**** PROVIDED MATERIAL
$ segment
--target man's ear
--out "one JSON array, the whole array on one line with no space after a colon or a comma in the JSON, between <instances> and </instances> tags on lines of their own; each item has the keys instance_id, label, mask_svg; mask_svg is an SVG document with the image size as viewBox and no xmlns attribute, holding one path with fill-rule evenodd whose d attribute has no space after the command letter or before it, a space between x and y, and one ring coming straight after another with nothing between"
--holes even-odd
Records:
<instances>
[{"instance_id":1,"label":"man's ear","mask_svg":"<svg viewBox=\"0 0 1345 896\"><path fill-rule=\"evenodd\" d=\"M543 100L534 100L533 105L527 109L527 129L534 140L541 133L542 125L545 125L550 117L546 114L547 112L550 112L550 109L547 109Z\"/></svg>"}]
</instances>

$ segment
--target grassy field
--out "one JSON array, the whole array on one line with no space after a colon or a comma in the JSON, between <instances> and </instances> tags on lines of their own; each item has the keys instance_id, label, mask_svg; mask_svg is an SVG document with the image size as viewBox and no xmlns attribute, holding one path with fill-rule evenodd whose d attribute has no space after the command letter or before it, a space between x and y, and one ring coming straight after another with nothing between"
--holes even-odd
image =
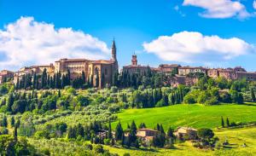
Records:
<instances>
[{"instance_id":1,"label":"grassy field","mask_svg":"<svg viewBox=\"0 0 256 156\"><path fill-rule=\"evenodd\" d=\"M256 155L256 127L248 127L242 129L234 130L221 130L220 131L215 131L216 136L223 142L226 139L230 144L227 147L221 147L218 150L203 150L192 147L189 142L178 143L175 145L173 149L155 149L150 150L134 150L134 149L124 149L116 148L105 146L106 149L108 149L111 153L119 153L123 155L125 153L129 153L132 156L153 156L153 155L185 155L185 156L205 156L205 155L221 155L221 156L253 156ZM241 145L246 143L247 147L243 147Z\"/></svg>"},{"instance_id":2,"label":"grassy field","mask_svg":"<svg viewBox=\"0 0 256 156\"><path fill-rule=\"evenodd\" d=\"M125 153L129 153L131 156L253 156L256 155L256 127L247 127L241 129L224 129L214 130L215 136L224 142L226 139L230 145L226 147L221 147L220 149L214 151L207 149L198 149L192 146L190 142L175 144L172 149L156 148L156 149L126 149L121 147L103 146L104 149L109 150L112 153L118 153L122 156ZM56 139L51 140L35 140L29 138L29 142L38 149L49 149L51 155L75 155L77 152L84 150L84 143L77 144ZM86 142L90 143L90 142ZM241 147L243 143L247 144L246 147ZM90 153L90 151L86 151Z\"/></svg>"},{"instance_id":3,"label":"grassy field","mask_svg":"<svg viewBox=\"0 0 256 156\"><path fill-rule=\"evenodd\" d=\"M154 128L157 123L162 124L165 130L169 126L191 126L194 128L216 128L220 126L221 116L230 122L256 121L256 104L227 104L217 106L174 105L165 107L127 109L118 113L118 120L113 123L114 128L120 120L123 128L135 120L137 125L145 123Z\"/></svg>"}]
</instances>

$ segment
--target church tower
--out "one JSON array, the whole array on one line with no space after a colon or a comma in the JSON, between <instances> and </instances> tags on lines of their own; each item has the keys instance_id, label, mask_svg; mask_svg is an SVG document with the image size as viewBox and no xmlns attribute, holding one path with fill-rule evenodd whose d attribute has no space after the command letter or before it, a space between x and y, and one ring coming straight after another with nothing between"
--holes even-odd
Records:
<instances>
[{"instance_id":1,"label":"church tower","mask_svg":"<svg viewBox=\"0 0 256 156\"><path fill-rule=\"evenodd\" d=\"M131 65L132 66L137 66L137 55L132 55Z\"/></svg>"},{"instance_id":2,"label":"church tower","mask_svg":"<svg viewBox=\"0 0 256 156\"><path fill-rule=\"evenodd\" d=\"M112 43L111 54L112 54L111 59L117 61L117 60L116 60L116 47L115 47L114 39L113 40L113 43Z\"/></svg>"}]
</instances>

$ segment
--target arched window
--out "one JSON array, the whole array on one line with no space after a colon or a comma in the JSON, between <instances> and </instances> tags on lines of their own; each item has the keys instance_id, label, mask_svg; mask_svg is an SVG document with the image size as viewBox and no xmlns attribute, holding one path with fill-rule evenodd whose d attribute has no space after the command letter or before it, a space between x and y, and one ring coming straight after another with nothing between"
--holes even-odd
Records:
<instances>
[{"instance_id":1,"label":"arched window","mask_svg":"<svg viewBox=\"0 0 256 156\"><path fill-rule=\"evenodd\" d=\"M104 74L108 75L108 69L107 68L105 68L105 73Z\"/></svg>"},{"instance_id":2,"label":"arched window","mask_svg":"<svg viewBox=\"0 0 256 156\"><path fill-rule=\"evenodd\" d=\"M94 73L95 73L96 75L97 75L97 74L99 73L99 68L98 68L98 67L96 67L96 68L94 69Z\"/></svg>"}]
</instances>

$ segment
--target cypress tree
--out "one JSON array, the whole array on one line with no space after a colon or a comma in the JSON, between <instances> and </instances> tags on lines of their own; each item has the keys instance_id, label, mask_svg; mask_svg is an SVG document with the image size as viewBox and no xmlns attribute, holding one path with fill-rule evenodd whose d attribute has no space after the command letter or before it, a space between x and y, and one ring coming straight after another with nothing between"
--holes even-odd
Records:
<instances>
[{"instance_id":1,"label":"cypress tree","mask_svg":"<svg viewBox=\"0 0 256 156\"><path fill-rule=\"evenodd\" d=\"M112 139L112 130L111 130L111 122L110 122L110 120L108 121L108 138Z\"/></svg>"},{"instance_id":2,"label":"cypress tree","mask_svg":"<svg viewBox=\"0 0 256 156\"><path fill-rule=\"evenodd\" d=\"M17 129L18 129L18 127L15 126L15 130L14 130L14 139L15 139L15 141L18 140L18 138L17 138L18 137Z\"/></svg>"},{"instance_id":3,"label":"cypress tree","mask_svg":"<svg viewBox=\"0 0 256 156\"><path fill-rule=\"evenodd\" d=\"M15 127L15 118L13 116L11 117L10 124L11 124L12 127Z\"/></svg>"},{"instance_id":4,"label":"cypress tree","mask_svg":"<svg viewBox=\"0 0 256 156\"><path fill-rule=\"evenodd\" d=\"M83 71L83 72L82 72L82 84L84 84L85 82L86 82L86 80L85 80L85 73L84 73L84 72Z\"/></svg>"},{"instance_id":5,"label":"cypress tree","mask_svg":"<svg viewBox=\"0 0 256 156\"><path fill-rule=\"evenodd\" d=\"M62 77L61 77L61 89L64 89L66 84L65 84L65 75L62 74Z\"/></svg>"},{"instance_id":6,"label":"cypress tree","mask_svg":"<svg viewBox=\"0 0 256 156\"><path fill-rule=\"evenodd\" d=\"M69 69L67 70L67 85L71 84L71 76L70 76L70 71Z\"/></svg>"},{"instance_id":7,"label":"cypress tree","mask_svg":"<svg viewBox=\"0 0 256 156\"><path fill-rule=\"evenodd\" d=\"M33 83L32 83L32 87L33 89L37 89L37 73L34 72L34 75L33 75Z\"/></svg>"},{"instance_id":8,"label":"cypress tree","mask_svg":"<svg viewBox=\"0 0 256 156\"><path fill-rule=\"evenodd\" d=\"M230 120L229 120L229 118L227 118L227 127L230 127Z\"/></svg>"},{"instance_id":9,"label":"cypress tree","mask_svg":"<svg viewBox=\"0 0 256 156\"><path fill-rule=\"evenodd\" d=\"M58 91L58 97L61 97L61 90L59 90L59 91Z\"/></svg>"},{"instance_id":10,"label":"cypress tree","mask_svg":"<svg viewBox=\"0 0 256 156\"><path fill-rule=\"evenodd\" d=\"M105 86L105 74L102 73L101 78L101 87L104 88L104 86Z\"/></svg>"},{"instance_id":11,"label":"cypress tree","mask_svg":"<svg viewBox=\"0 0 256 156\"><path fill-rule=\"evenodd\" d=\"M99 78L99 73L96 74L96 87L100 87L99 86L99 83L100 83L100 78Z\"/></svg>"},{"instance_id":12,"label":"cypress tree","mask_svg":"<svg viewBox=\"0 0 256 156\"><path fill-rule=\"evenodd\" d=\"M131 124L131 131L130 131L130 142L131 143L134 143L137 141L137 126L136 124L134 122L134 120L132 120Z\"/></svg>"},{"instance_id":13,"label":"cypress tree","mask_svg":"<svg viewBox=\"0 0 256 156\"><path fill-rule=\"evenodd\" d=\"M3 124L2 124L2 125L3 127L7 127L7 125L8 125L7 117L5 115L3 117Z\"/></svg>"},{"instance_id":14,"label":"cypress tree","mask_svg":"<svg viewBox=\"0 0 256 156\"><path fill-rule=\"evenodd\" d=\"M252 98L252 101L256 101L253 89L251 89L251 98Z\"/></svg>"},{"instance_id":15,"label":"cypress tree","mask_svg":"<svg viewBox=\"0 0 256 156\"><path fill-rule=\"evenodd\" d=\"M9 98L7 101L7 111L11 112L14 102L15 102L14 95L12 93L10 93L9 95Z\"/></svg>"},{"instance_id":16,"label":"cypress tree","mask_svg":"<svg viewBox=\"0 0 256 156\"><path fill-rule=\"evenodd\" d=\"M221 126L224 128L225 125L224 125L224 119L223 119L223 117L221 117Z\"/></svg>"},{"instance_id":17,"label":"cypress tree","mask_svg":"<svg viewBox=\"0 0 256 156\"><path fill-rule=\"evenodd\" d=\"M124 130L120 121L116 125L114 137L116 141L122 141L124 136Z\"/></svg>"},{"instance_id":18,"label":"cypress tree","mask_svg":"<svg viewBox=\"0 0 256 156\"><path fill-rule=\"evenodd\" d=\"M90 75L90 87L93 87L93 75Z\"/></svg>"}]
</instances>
********
AIM:
Please count the lines in the entries above that contain the string "target" and reply with only that number.

FULL RESPONSE:
5